> _Your assignment_:
Reproduce verbatim the portion of the data that opens at its very beginning and closes with the line containing "negative clicks: (243, 86)", including that line. Omit any pictures from your answer.
───
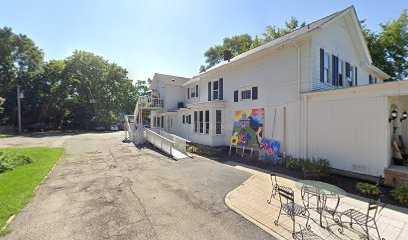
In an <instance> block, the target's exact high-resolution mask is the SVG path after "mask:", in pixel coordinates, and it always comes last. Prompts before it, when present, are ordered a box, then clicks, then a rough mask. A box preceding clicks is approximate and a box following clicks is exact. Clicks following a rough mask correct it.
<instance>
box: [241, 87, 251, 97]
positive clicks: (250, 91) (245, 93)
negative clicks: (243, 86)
mask: <svg viewBox="0 0 408 240" xmlns="http://www.w3.org/2000/svg"><path fill="white" fill-rule="evenodd" d="M247 99H251V89H248V90H242V91H241V100H247Z"/></svg>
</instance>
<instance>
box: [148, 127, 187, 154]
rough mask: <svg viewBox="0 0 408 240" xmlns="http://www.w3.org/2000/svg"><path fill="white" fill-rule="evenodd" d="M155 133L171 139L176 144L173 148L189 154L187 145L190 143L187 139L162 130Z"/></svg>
mask: <svg viewBox="0 0 408 240" xmlns="http://www.w3.org/2000/svg"><path fill="white" fill-rule="evenodd" d="M153 131H154V132H156V133H158V134H159V135H160V136H163V137H165V138H167V139H170V140H172V141H173V142H174V145H173V148H174V149H176V150H178V151H179V152H181V153H184V154H187V143H188V142H190V141H189V140H187V139H184V138H182V137H179V136H177V135H174V134H171V133H168V132H166V131H164V130H162V129H157V128H156V129H154V130H153Z"/></svg>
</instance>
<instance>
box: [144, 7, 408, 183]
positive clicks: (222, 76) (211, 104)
mask: <svg viewBox="0 0 408 240" xmlns="http://www.w3.org/2000/svg"><path fill="white" fill-rule="evenodd" d="M388 78H390V76H388V75H387V74H386V73H384V72H382V71H381V70H379V69H378V68H376V67H375V66H373V65H372V60H371V56H370V53H369V51H368V48H367V44H366V42H365V40H364V37H363V34H362V30H361V27H360V25H359V21H358V18H357V15H356V12H355V9H354V7H349V8H347V9H345V10H343V11H340V12H337V13H334V14H332V15H330V16H328V17H325V18H323V19H320V20H318V21H316V22H313V23H311V24H308V25H307V26H305V27H302V28H300V29H298V30H295V31H293V32H291V33H289V34H287V35H285V36H282V37H280V38H277V39H275V40H273V41H271V42H269V43H267V44H264V45H262V46H260V47H257V48H255V49H252V50H250V51H248V52H245V53H243V54H240V55H238V56H236V57H234V58H232V59H229V58H228V54H227V55H226V59H224V61H223V62H221V63H219V64H217V65H215V66H213V67H211V68H210V69H207V70H206V71H205V72H203V73H201V74H199V75H198V76H195V77H193V78H191V79H186V78H180V77H176V76H170V75H163V74H155V76H154V77H153V80H152V87H151V88H152V90H153V92H154V94H155V96H153V95H152V96H151V97H156V98H158V99H164V98H165V99H164V100H163V107H162V108H161V109H157V110H154V111H152V114H151V126H152V128H161V129H164V130H166V131H168V132H171V133H173V134H176V135H179V136H181V137H183V138H185V139H188V140H190V141H192V142H196V143H200V144H205V145H210V146H219V145H230V141H231V135H232V131H233V122H234V114H235V112H236V111H239V110H248V109H249V110H250V109H263V110H264V118H263V137H264V138H267V139H272V138H273V139H275V140H279V141H280V142H281V151H282V152H285V153H286V154H288V155H292V156H296V157H301V158H327V159H328V160H330V163H331V165H332V167H333V168H337V169H341V170H346V171H351V172H357V173H362V174H367V175H372V176H379V175H384V169H386V168H388V167H389V166H390V165H391V164H392V162H391V155H392V151H391V139H392V138H393V137H394V136H395V135H402V136H403V139H404V140H405V142H408V139H407V136H408V132H407V131H408V127H406V126H405V124H408V123H406V122H405V121H402V122H399V121H392V122H389V121H388V120H389V119H388V118H389V115H390V112H391V111H392V110H390V109H391V106H392V107H393V108H395V106H396V108H397V110H398V111H399V112H400V113H402V112H403V111H404V110H405V109H404V107H405V106H406V105H405V97H404V95H405V92H406V90H408V85H407V84H406V83H405V82H391V83H383V80H384V79H388ZM169 96H171V97H170V98H169ZM407 98H408V97H407ZM394 102H396V103H394ZM407 103H408V102H407ZM407 110H408V107H407ZM394 124H397V125H398V126H399V127H398V130H397V132H396V133H395V134H394V133H393V131H391V129H393V127H392V125H394ZM272 132H273V136H272Z"/></svg>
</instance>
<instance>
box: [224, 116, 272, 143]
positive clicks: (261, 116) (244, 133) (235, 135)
mask: <svg viewBox="0 0 408 240" xmlns="http://www.w3.org/2000/svg"><path fill="white" fill-rule="evenodd" d="M263 122H264V109H263V108H258V109H252V110H240V111H235V116H234V125H233V130H232V137H231V145H234V146H245V147H256V148H259V147H260V144H261V141H262V133H263Z"/></svg>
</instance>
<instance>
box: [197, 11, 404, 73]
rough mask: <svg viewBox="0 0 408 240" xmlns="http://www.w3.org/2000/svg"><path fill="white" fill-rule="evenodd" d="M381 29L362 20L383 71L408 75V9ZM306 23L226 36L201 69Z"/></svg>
mask: <svg viewBox="0 0 408 240" xmlns="http://www.w3.org/2000/svg"><path fill="white" fill-rule="evenodd" d="M379 25H380V27H381V31H380V32H373V31H371V30H370V29H368V28H367V26H366V25H365V20H363V21H361V26H362V30H363V34H364V37H365V40H366V42H367V45H368V48H369V50H370V53H371V57H372V60H373V64H374V65H375V66H377V67H378V68H379V69H381V70H382V71H384V72H386V73H388V74H389V75H390V76H391V77H392V80H400V79H404V78H406V77H408V13H407V10H403V12H402V14H401V16H400V17H399V18H398V19H395V20H392V21H389V22H387V23H385V24H381V23H380V24H379ZM304 26H306V23H305V22H303V21H300V20H299V19H297V18H295V17H292V18H291V19H290V20H289V21H285V24H284V27H283V28H280V27H278V26H272V25H268V26H266V28H265V31H264V32H263V33H262V34H261V36H262V37H259V36H258V35H256V36H255V37H254V38H252V37H251V36H250V35H249V34H241V35H236V36H232V37H227V38H224V40H223V44H222V45H215V46H213V47H210V48H209V49H208V50H207V51H205V53H204V57H205V62H206V63H207V65H201V66H200V68H199V72H200V73H201V72H204V71H205V70H206V69H208V68H210V67H212V66H214V65H215V64H217V63H219V62H221V61H222V60H223V53H224V50H230V51H231V52H232V57H234V56H237V55H239V54H241V53H244V52H246V51H248V50H250V49H253V48H256V47H259V46H260V45H262V44H265V43H268V42H270V41H272V40H274V39H276V38H279V37H281V36H283V35H285V34H288V33H290V32H292V31H294V30H296V29H298V28H301V27H304Z"/></svg>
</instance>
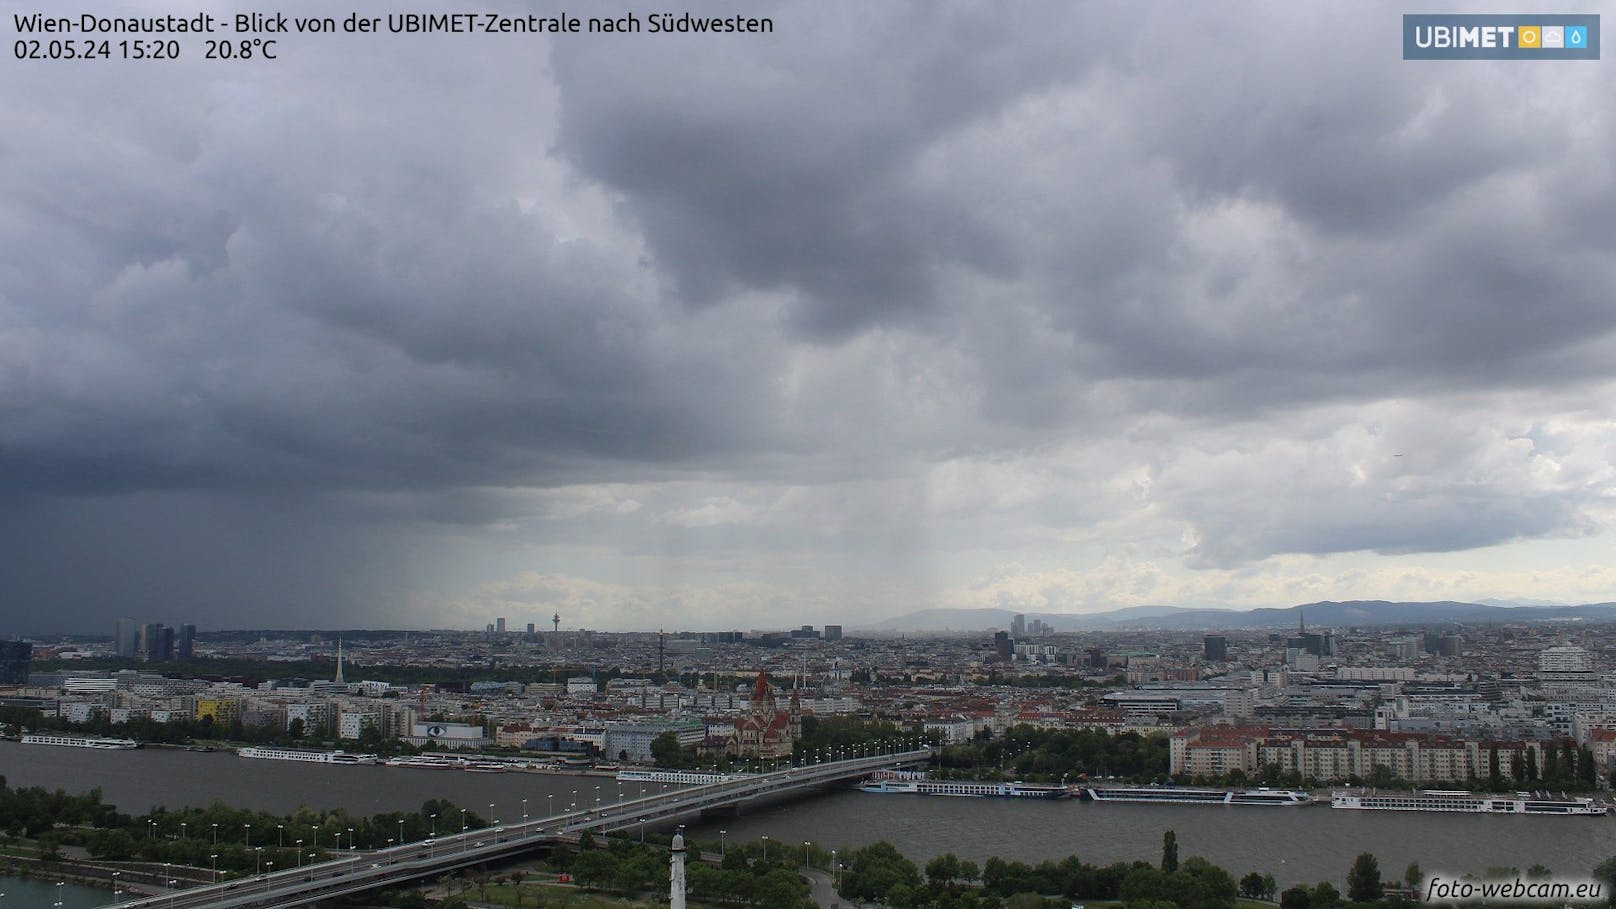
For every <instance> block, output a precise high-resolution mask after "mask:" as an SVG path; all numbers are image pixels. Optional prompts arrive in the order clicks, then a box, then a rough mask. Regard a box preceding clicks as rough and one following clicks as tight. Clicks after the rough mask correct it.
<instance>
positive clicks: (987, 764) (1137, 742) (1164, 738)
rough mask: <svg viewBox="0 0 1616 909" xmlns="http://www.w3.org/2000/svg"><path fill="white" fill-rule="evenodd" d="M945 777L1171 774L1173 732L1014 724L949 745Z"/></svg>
mask: <svg viewBox="0 0 1616 909" xmlns="http://www.w3.org/2000/svg"><path fill="white" fill-rule="evenodd" d="M939 767H941V772H939V776H953V778H973V780H983V778H1010V780H1042V781H1050V783H1057V781H1060V780H1062V778H1078V776H1122V778H1126V780H1141V781H1146V780H1162V778H1167V773H1168V767H1170V760H1168V746H1167V736H1141V734H1139V733H1117V734H1110V733H1105V731H1099V729H1041V728H1034V726H1013V728H1010V731H1007V733H1005V734H1004V736H1002V738H997V739H995V738H992V736H979V738H978V739H976V741H973V742H966V744H957V746H949V747H945V749H942V754H941V757H939Z"/></svg>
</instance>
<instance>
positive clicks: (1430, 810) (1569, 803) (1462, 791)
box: [1330, 789, 1610, 815]
mask: <svg viewBox="0 0 1616 909" xmlns="http://www.w3.org/2000/svg"><path fill="white" fill-rule="evenodd" d="M1330 807H1332V809H1359V810H1401V812H1461V814H1564V815H1603V814H1608V810H1610V809H1606V807H1605V805H1603V804H1600V802H1595V801H1593V799H1587V797H1572V796H1551V794H1548V793H1504V794H1496V796H1495V794H1485V793H1467V791H1462V789H1417V791H1414V793H1378V794H1377V793H1349V791H1338V793H1330Z"/></svg>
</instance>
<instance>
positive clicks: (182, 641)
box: [113, 618, 197, 663]
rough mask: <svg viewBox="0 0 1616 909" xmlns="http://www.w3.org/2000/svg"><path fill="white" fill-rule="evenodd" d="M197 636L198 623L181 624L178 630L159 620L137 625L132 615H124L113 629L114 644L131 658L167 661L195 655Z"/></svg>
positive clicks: (152, 661)
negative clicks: (128, 617) (167, 624)
mask: <svg viewBox="0 0 1616 909" xmlns="http://www.w3.org/2000/svg"><path fill="white" fill-rule="evenodd" d="M196 637H197V626H194V624H189V623H186V624H181V626H179V629H178V632H176V629H173V628H168V626H166V624H163V623H160V621H157V623H147V624H137V623H136V621H134V619H133V618H121V619H118V624H116V628H115V631H113V647H115V649H116V653H118V655H120V657H124V658H128V660H145V662H149V663H166V662H171V660H176V658H178V660H189V658H191V657H194V655H196Z"/></svg>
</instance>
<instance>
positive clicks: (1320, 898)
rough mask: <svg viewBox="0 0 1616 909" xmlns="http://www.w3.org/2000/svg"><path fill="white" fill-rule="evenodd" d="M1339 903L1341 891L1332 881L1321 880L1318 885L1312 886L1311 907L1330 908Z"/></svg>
mask: <svg viewBox="0 0 1616 909" xmlns="http://www.w3.org/2000/svg"><path fill="white" fill-rule="evenodd" d="M1340 904H1341V891H1340V890H1336V888H1335V885H1333V883H1330V882H1327V880H1322V882H1319V886H1315V888H1314V893H1312V903H1309V907H1311V909H1330V907H1332V906H1340Z"/></svg>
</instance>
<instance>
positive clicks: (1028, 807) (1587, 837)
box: [0, 742, 1616, 906]
mask: <svg viewBox="0 0 1616 909" xmlns="http://www.w3.org/2000/svg"><path fill="white" fill-rule="evenodd" d="M0 775H5V778H6V781H8V783H10V784H11V786H47V788H65V789H69V791H86V789H89V788H92V786H100V788H102V793H103V796H105V799H107V801H108V802H112V804H115V805H118V807H120V809H121V810H124V812H129V814H142V812H145V810H147V809H150V807H154V805H166V807H183V805H205V804H208V802H210V801H213V799H223V801H226V802H229V804H234V805H239V807H250V809H263V810H270V812H276V814H281V812H289V810H292V809H297V807H299V805H309V807H323V809H331V807H343V809H347V810H351V812H359V814H375V812H391V810H419V809H420V804H422V802H423V801H427V799H449V801H452V802H454V804H457V805H461V807H469V809H473V810H478V812H482V814H486V812H488V810H490V809H488V805H493V817H496V818H499V820H511V818H517V817H520V815H522V810H524V804H522V799H527V805H525V807H527V810H528V812H530V814H532V815H533V817H538V815H543V814H549V810H551V807H553V809H554V810H561V809H562V807H566V805H567V804H570V802H572V801H574V799H575V801H577V802H579V804H580V805H591V804H595V801H596V797H598V799H601V801H604V802H611V801H616V797H617V796H619V793H622V796H625V797H627V796H637V794H638V793H640V786H642V784H638V783H625V784H621V786H619V783H616V781H614V780H609V778H601V776H570V775H553V773H467V772H462V770H415V768H401V767H333V765H323V763H296V762H281V760H246V759H239V757H236V755H233V754H228V752H212V754H204V752H186V750H170V749H141V750H124V752H108V750H87V749H68V747H45V746H23V744H16V742H0ZM656 789H659V786H658V784H650V786H648V791H656ZM721 830H722V831H724V835H722V836H724V839H727V841H730V843H737V841H750V843H760V841H761V838H763V836H768V838H769V841H771V844H776V843H781V844H790V846H792V848H795V849H802V844H803V841H813V843H819V844H823V846H826V848H837V849H847V848H850V846H861V844H866V843H873V841H876V839H889V841H892V843H894V844H895V846H897V848H898V849H902V851H903V852H905V854H908V856H910V857H911V859H916V860H920V862H924V859H928V857H931V856H934V854H941V852H957V854H958V856H962V857H968V859H974V860H978V862H981V860H984V859H986V857H989V856H1000V857H1005V859H1020V860H1026V862H1037V860H1042V859H1062V857H1065V856H1071V854H1075V856H1078V857H1081V859H1083V860H1088V862H1096V864H1107V862H1115V860H1133V859H1144V860H1151V862H1155V860H1157V859H1159V857H1160V849H1162V833H1165V831H1167V830H1173V831H1176V835H1178V851H1180V856H1183V857H1188V856H1206V857H1207V859H1209V860H1212V862H1214V864H1218V865H1222V867H1225V869H1228V870H1230V872H1231V873H1235V875H1236V877H1239V875H1243V873H1246V872H1249V870H1259V872H1270V873H1273V877H1275V878H1277V880H1278V882H1281V885H1290V883H1315V882H1320V880H1332V882H1335V883H1336V885H1338V886H1341V885H1343V882H1345V878H1346V872H1348V869H1349V867H1351V865H1353V859H1354V857H1356V856H1357V854H1359V852H1374V854H1375V856H1377V857H1378V860H1380V869H1382V873H1383V875H1385V877H1401V873H1403V869H1404V867H1406V865H1408V864H1409V862H1419V864H1420V867H1422V869H1424V870H1425V872H1427V875H1429V873H1432V872H1446V873H1466V872H1474V873H1480V872H1485V870H1488V869H1492V867H1517V869H1521V870H1526V869H1527V867H1529V865H1532V864H1543V865H1548V867H1550V869H1551V870H1553V872H1555V873H1556V875H1559V877H1585V875H1587V873H1589V872H1590V870H1592V869H1593V865H1597V864H1600V862H1603V860H1605V859H1608V857H1611V856H1616V818H1598V817H1593V818H1589V817H1506V815H1438V814H1416V812H1362V810H1335V809H1328V807H1317V805H1315V807H1235V805H1154V804H1152V805H1136V804H1097V802H1079V801H1075V799H1073V801H1058V802H1042V801H1004V799H947V797H928V796H898V794H889V796H877V794H866V793H856V791H834V793H826V794H821V796H816V797H810V799H798V801H789V802H782V804H774V805H764V807H758V809H748V810H745V812H743V814H742V815H739V817H730V818H722V820H705V822H700V823H695V825H693V828H692V833H695V835H696V836H703V838H711V839H719V831H721ZM194 833H196V835H212V831H194ZM782 848H784V846H782ZM6 906H10V903H6Z"/></svg>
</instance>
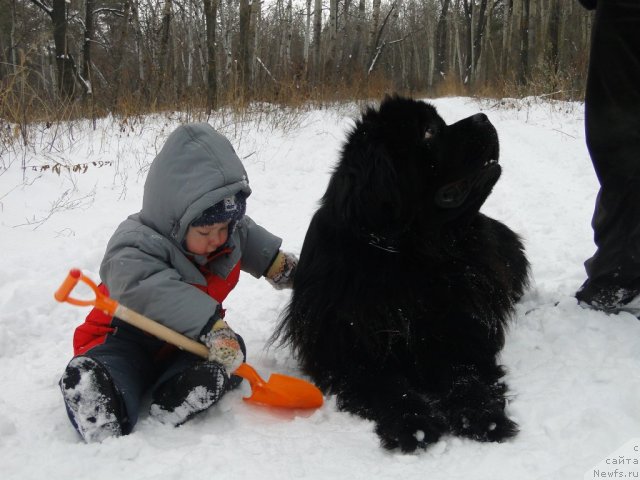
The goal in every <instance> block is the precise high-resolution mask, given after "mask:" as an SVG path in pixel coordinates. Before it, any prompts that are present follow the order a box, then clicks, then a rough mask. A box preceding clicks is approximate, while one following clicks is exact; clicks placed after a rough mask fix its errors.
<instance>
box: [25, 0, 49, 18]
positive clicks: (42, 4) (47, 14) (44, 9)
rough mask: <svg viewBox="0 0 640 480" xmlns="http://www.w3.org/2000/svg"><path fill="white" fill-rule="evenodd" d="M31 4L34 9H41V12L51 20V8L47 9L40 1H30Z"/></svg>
mask: <svg viewBox="0 0 640 480" xmlns="http://www.w3.org/2000/svg"><path fill="white" fill-rule="evenodd" d="M30 1H31V3H33V4H34V5H35V6H36V7H38V8H39V9H41V10H42V11H43V12H45V13H46V14H47V15H49V16H50V17H51V18H53V7H49V6H47V5H45V4H44V3H42V2H41V1H40V0H30Z"/></svg>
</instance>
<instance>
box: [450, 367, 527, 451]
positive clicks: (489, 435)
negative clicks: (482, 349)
mask: <svg viewBox="0 0 640 480" xmlns="http://www.w3.org/2000/svg"><path fill="white" fill-rule="evenodd" d="M506 392H507V387H506V385H505V384H504V383H503V382H492V383H486V382H485V381H483V380H482V379H481V378H480V377H479V376H477V375H466V376H461V377H460V378H459V379H458V381H457V382H456V384H455V385H454V387H453V388H452V390H451V392H450V393H449V395H448V398H447V401H446V404H447V406H448V418H449V423H450V425H451V432H452V433H454V434H455V435H460V436H463V437H468V438H472V439H474V440H478V441H480V442H502V441H504V440H507V439H509V438H511V437H513V436H515V435H516V434H517V433H518V425H517V424H516V423H515V422H514V421H512V420H510V419H509V418H508V417H507V416H506V414H505V413H504V409H505V405H506V398H505V395H506Z"/></svg>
───
> _Task solution_:
In an <instance> block, the target's exact high-resolution mask is the SVG path after "mask:", in pixel coordinates, and it always comes last. Prompts before it, when present, are ordered a box, then clicks, then a rough mask. A box preceding clicks is approximate and a box following clicks is exact. Clicks following a rough mask correct it.
<instance>
box: [241, 87, 251, 97]
positive clicks: (250, 91) (245, 93)
negative clicks: (243, 86)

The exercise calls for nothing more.